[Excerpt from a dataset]
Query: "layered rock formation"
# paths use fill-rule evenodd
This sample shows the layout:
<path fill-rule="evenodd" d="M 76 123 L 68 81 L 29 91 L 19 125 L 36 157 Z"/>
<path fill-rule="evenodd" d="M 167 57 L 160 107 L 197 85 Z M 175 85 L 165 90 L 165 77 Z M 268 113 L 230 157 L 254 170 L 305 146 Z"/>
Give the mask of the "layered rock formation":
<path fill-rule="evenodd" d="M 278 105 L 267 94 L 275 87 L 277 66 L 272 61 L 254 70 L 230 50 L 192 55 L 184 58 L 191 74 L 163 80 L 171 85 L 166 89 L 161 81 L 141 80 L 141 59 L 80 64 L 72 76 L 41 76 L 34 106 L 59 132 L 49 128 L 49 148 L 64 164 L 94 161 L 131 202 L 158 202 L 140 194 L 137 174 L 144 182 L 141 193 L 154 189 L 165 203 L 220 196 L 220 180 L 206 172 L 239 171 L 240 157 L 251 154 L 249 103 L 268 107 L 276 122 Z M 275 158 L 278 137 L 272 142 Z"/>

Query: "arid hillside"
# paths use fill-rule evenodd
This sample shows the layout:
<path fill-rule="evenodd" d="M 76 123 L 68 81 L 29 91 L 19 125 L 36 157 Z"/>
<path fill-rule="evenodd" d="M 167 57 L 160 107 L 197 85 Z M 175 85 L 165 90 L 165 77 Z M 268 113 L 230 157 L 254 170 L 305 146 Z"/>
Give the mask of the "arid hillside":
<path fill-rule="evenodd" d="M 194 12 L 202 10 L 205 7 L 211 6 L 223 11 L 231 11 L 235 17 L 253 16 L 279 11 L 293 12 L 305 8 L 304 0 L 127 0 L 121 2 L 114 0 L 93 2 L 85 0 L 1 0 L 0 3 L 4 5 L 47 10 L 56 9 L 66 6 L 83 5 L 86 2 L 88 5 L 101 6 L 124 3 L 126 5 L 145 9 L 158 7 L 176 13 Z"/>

*What you should do*: Give the data again, exactly as it stands.

*Solved problem*:
Query: "layered rock formation"
# paths use fill-rule evenodd
This sample shows the layout:
<path fill-rule="evenodd" d="M 76 123 L 68 81 L 29 91 L 19 125 L 36 157 Z"/>
<path fill-rule="evenodd" d="M 167 57 L 160 107 L 197 85 Z M 175 85 L 165 90 L 165 77 Z M 268 113 L 230 157 L 254 170 L 305 146 Z"/>
Give the mask of the "layered rock formation":
<path fill-rule="evenodd" d="M 278 105 L 267 94 L 275 87 L 277 66 L 272 61 L 254 70 L 230 50 L 192 55 L 184 58 L 191 74 L 163 80 L 171 85 L 166 89 L 161 81 L 141 80 L 141 59 L 80 64 L 72 76 L 41 76 L 34 106 L 59 132 L 49 128 L 49 148 L 64 164 L 94 161 L 131 202 L 158 202 L 140 194 L 137 174 L 144 182 L 141 193 L 154 189 L 165 203 L 220 196 L 220 180 L 206 172 L 239 171 L 240 157 L 251 154 L 249 103 L 268 107 L 276 122 Z M 275 158 L 278 137 L 272 142 Z"/>

Query: "arid hillside"
# paths use fill-rule evenodd
This sample shows the layout:
<path fill-rule="evenodd" d="M 76 123 L 68 81 L 29 91 L 19 125 L 36 157 Z"/>
<path fill-rule="evenodd" d="M 167 57 L 160 107 L 197 85 Z M 175 85 L 165 90 L 165 77 Z M 268 113 L 230 157 L 254 170 L 305 146 Z"/>
Give the mask of the "arid hillside":
<path fill-rule="evenodd" d="M 194 12 L 202 10 L 205 7 L 211 6 L 223 11 L 231 11 L 235 17 L 253 16 L 279 11 L 293 12 L 305 8 L 304 0 L 127 0 L 121 2 L 114 0 L 93 2 L 85 0 L 1 0 L 0 3 L 4 5 L 47 10 L 56 9 L 66 6 L 83 5 L 86 2 L 88 5 L 101 6 L 124 3 L 126 5 L 145 9 L 158 7 L 176 13 Z"/>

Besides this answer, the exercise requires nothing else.